--- Entries labeling object positions ---
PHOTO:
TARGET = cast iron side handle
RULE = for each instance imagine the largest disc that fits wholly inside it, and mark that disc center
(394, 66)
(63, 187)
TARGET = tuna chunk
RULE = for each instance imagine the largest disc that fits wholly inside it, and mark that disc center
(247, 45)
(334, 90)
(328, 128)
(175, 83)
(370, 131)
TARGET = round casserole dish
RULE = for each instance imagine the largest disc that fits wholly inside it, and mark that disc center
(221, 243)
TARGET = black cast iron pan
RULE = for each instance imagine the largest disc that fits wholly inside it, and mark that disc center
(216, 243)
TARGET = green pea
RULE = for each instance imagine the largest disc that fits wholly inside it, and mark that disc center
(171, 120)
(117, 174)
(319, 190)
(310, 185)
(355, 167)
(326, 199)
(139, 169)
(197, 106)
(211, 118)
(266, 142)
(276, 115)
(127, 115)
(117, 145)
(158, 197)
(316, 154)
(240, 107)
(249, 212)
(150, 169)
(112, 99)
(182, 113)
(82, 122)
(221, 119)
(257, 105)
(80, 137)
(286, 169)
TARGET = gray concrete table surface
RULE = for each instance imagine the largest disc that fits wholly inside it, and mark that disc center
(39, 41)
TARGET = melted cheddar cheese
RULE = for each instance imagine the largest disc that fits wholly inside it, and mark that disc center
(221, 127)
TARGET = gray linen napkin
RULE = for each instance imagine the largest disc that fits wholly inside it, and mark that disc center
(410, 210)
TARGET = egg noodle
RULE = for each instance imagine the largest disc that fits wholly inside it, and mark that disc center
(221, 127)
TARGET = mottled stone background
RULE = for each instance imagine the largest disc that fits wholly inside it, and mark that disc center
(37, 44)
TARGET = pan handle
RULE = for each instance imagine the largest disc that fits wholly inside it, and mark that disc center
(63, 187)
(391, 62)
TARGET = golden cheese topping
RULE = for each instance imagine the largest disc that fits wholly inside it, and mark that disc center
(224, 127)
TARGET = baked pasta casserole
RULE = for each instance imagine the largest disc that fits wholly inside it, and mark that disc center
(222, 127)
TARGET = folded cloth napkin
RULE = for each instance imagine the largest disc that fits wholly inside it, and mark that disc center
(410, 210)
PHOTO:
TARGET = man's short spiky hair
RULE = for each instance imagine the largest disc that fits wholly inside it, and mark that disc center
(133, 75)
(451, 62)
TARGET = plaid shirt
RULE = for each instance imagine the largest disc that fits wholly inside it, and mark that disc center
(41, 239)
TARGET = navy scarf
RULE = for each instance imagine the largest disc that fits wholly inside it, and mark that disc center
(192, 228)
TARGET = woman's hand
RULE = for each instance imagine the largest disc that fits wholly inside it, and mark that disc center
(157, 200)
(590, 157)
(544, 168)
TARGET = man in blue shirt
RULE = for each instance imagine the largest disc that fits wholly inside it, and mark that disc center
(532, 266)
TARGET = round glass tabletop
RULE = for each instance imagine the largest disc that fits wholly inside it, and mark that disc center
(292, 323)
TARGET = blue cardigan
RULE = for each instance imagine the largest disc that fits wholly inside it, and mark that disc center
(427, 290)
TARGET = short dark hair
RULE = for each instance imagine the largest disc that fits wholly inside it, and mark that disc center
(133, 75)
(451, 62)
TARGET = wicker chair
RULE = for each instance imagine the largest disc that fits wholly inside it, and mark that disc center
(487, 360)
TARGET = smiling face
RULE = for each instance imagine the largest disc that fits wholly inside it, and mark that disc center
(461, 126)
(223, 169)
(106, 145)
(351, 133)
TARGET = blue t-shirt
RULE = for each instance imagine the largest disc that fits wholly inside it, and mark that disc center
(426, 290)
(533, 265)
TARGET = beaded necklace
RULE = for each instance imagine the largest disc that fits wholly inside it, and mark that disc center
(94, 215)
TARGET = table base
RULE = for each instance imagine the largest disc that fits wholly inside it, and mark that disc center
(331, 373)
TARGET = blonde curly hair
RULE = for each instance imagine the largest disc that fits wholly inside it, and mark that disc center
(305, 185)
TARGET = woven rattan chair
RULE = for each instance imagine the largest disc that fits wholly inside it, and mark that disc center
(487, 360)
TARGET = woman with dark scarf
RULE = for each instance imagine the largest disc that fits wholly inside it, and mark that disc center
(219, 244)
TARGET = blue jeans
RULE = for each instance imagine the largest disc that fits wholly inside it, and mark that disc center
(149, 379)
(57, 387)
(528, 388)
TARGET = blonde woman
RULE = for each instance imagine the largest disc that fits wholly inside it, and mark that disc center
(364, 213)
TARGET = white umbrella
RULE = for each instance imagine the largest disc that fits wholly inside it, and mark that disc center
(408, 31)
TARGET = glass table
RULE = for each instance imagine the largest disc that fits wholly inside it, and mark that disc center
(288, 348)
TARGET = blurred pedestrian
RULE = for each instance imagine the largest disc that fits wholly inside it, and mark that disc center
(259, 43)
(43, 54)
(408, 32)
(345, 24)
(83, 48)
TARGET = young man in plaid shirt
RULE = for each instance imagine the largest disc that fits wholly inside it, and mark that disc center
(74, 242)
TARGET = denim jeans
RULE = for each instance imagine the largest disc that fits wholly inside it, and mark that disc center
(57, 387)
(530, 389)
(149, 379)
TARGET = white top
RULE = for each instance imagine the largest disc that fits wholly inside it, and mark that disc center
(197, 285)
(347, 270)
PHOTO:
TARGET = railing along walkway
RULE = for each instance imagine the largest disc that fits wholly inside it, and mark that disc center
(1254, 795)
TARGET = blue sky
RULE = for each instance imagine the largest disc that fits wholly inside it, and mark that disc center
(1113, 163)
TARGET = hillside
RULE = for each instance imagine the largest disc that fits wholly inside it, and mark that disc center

--- What is being asked ---
Format these lines as a numbered list, leaving out any blank lines.

--- Result below ---
1. PHOTO:
2. TARGET = cast iron side handle
3. RULE = for each instance imagine the largest disc that fits wholly inside it, and mark that disc center
4. (394, 66)
5. (63, 187)
6. TARGET = tuna chunk
7. RULE = for each instance imagine the largest disc that fits wholly inside it, and mark that disc center
8. (247, 45)
9. (334, 90)
10. (328, 128)
11. (175, 83)
12. (370, 131)
13. TARGET = round casserole dish
14. RULE = for each instance imagine the largest disc that fits wholly inside it, and mark that disc center
15. (221, 243)
16. TARGET = black cast iron pan
17. RULE = for each instance imagine the largest disc that fits wholly inside it, and mark that disc center
18. (216, 243)
19. TARGET = green pea
20. RULE = for each instance imagine the largest disc that fits wholly inside it, and mark that disc center
21. (171, 120)
22. (117, 174)
23. (319, 190)
24. (310, 185)
25. (355, 167)
26. (326, 199)
27. (139, 169)
28. (197, 106)
29. (211, 118)
30. (266, 142)
31. (276, 115)
32. (127, 115)
33. (117, 145)
34. (158, 197)
35. (316, 154)
36. (240, 107)
37. (249, 212)
38. (150, 169)
39. (112, 99)
40. (182, 113)
41. (82, 122)
42. (221, 119)
43. (257, 105)
44. (80, 137)
45. (286, 169)
46. TARGET = gray concrete table surface
47. RULE = for each instance imagine the largest disc that fits wholly inside it, and mark that disc center
48. (39, 41)
49. TARGET = melted cheddar cheese
50. RULE = for each instance imagine the largest disc that fits wholly inside it, and mark that disc center
51. (221, 127)
52. TARGET = gray linen napkin
53. RULE = for each instance imagine the largest disc that fits wholly inside it, and mark that disc center
54. (410, 210)
55. TARGET = egg noodle
56. RULE = for each instance imagine the largest disc that fits wholly inside it, and mark that disc center
57. (221, 127)
58. TARGET = mottled stone background
59. RULE = for each instance imagine the largest disc that fits wholly inside it, and mark that disc center
60. (37, 44)
61. TARGET = pan handle
62. RULE = for each instance imagine the largest disc that fits wholly inside it, and mark that disc center
63. (63, 187)
64. (391, 62)
65. TARGET = golden cheese topping
66. RULE = for each instance imagine the largest disc that fits wholly inside it, and mark that disc center
67. (224, 127)
68. TARGET = baked pasta casserole
69. RULE = for each instance imagine the largest disc that fits wholly inside it, and mark that disc center
70. (222, 127)
71. TARGET = folded cloth napkin
72. RULE = for each instance imagine the largest disc that fits wholly inside it, and mark that disc center
73. (410, 210)
74. PHOTO:
75. TARGET = man's short spiky hair
76. RULE = for each instance imagine the largest disc that fits wholly inside it, and mark that disc center
77. (133, 75)
78. (451, 62)
79. TARGET = plaid shirt
80. RULE = for each instance imagine the largest disc that fits wholly inside it, and mark that disc center
81. (41, 239)
82. TARGET = navy scarf
83. RULE = for each instance imagine the largest disc that fits wholly inside it, and mark that disc center
84. (192, 228)
85. TARGET = woman's hand
86. RULE = for each instance imagine the largest disc that fits wholly inside it, and mark that disc center
87. (157, 200)
88. (590, 157)
89. (544, 168)
90. TARGET = man in blue shirt
91. RULE = for each instance imagine the largest disc that fits wholly inside it, and mark that disc center
92. (532, 266)
93. TARGET = round glass tabletop
94. RULE = for each instance imagine the largest disc that fits wholly inside it, and mark that disc center
95. (292, 323)
96. TARGET = blue cardigan
97. RULE = for each instance imagine the largest disc that fits wholly inside it, and mark that disc center
98. (427, 290)
99. TARGET = short dark hair
100. RULE = for each instance imagine the largest disc that fits wholly inside it, and mark that disc center
101. (133, 75)
102. (451, 62)
103. TARGET = wicker chair
104. RULE = for each instance imagine the largest disc that fits wholly inside it, and mark that disc center
105. (487, 360)
106. TARGET = smiling face
107. RULE = for each instance imagine the largest disc that fits wholly inside it, and mark that disc center
108. (461, 126)
109. (223, 169)
110. (106, 145)
111. (351, 133)
112. TARGET = blue t-shirt
113. RULE = for each instance imagine the largest disc that fits wholly inside it, and mark that disc center
114. (426, 290)
115. (533, 265)
116. TARGET = beaded necklace
117. RULE = for each instance imagine the largest disc that fits wholly inside it, and mark that disc center
118. (94, 215)
119. TARGET = table base
120. RULE = for each instance imagine the largest disc that fits wholly inside it, and mark that disc center
121. (331, 373)
122. TARGET = blonde curly hair
123. RULE = for each instance imagine the largest disc that fits wholly inside it, and mark that disc center
124. (305, 185)
125. TARGET = woven rattan chair
126. RULE = for each instance imagine the largest disc that fits wholly inside it, and mark that disc center
127. (487, 360)
128. TARGET = woman with dark scarf
129. RULE = for each instance imagine the largest disc that fits wholly inside it, and mark that disc center
130. (219, 244)
131. TARGET = blue jeans
132. RULE = for each instance imagine the largest disc that fits wholly inside it, and mark that disc center
133. (149, 379)
134. (57, 387)
135. (528, 388)
136. TARGET = blonde woman
137. RULE = for each instance imagine the largest disc that fits wholly inside it, and mark that disc center
138. (364, 213)
139. TARGET = white umbrella
140. RULE = for each instance imagine the largest disc that fits wholly inside it, and mark that disc center
141. (408, 31)
142. TARGET = glass table
143. RULE = for each instance imagine the largest disc that fits wholly inside it, and mark that disc center
144. (288, 348)
145. TARGET = blurred pedestrian
146. RULE = for each instance imagine the largest disc that fits wholly inside it, and mark that disc center
147. (259, 43)
148. (43, 54)
149. (408, 32)
150. (345, 24)
151. (83, 48)
152. TARGET = young man in plaid shirt
153. RULE = for each instance imagine the largest disc that fits wholly inside it, and mark that disc center
154. (74, 242)
155. TARGET = denim jeans
156. RULE = for each instance imagine the largest disc that fits wholly inside it, and mark that disc center
157. (57, 387)
158. (530, 389)
159. (149, 379)
160. TARGET = white top
161. RULE = for each instance imagine the largest disc that fits wholly inside it, and mark that disc center
162. (197, 285)
163. (347, 270)
164. PHOTO:
165. TARGET = railing along walkway
166. RULE = for each instance imagine the largest disc that fits wholly inside it, and mark that disc center
167. (1254, 795)
168. TARGET = blue sky
169. RULE = for each instance imagine the largest disc that fits wholly inside it, and mark that disc center
170. (1113, 163)
171. TARGET = hillside
172. RULE = for each instance imagine the largest disc that fits wholly inside it, and mark that disc center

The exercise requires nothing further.